[START OF AVAILABLE RECORDS]

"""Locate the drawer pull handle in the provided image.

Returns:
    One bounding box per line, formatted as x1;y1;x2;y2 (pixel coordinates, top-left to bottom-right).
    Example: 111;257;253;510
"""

[END OF AVAILABLE RECORDS]

= TASK BRIEF =
Copy the material above line for line, without changing anything.

= RESULT FOR THIS TASK =
"""Locate the drawer pull handle in the provided image.

Returns:
    One bounding box per line, formatted as x1;y1;x2;y2 (pixel coordinates, top-left to bottom-right).
    Example: 111;257;253;510
"""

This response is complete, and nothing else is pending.